====== Vorliegender Auszug

# Wieder angefangen zu biken



## Karmi (31. März 2011)

Hallo,

ich bin neu hier und wollte mal kurz was über mich schreiben und natürlich auch ein paar Fragen stellen. 

Ich bin 26 Jahre alt, komme aus der Nähe von Heidelberg und habe dieses Jahr wieder angefangen zu biken, meistens nur Schotterwege oder leichte Trails.
Diesen Monat habe ich bereits 250km gefahren, immerhin ein Anfang. 

Jetzt wollte ich euch mal fragen, was ihr so außer dem biken noch an Sport macht.

Fitnessstudios sind nicht so mein Ding, geht ihr joggen oder was macht ihr noch nebenbei?

Gruß Karmi


----------



## greenhorn-biker (31. März 2011)

Es kommt auf deinen momentanen Trainingszustand an und wo du hin willst...
Kann jetzt nur für mich sprechen weil ich denke trainingsprogramme sollten für jeden persönlich geplant werden.
Ich mach momentan 5mal die woche sport,Montag und Freitag ist Ruhetag weil der Körper auch ruhe zur regenerierung brauch. Ich steh ganz am anfang sprich ich hab mit null kondition angefangen aber so langsam merk ich schon nen Fortschritt. Mach Nordic Walking,schwimmen (wenn das wetter schlecht is),krafttraining zu hause mit kurzhanteln,theraband und en paar körperübungen. Im Sommer werd ich auch wieder mit freunden speedminton spielen macht vor allem spaß in den lauen abendstunden,gut daran find ich vor allem dass der sport nicht so im vordergrund steht sondern der spaß.Wenn die Kondition wieder einigermaßen passt werd ich anstatt walken auch wieder joggen gehen.
Das mach ich alles je nach lust un laune ohne schema weil ich sonst schnell die motivation verlier,grundregel ist nur dass ich meine 5 tage die woche sport mach


----------



## MTB-News.de




----------



## blutbuche (31. März 2011)

============
====== Bereitgestellte Daten

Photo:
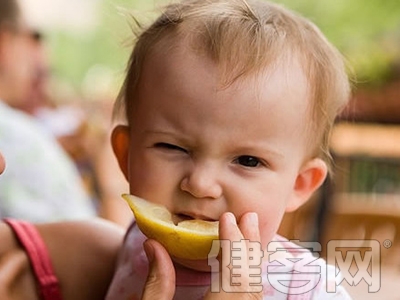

============

Aufgaben>
1. Gib aus dem Forenthread den Abschnitt wörtlich wieder, der mit „## greenhorn-biker (31.“ anfängt und bis einschließlich „persönlich geplant werden.“ reicht.
2. Beantworte anhand des Forenthreads diese Fragen:
(a) Wie alt ist Karmi?
(b) Wie viele Kilometer ist Karmi in diesem Monat bereits gefahren?
(c) An welchen Wochentagen hat greenhorn-biker Ruhetag?
3. Zähle alle Sportarten auf, die greenhorn-biker im Forenthread als eigene jetzige oder geplante Aktivität nennt.

Lösungen>
1.
## greenhorn-biker (31. März 2011)

Es kommt auf deinen momentanen Trainingszustand an und wo du hin willst...
Kann jetzt nur für mich sprechen weil ich denke trainingsprogramme sollten für jeden persönlich geplant werden.

2.
(a) 26 Jahre
(b) 250 km
(c) Montag und Freitag

3. Nordic Walking, Schwimmen, Krafttraining, Speedminton, Joggen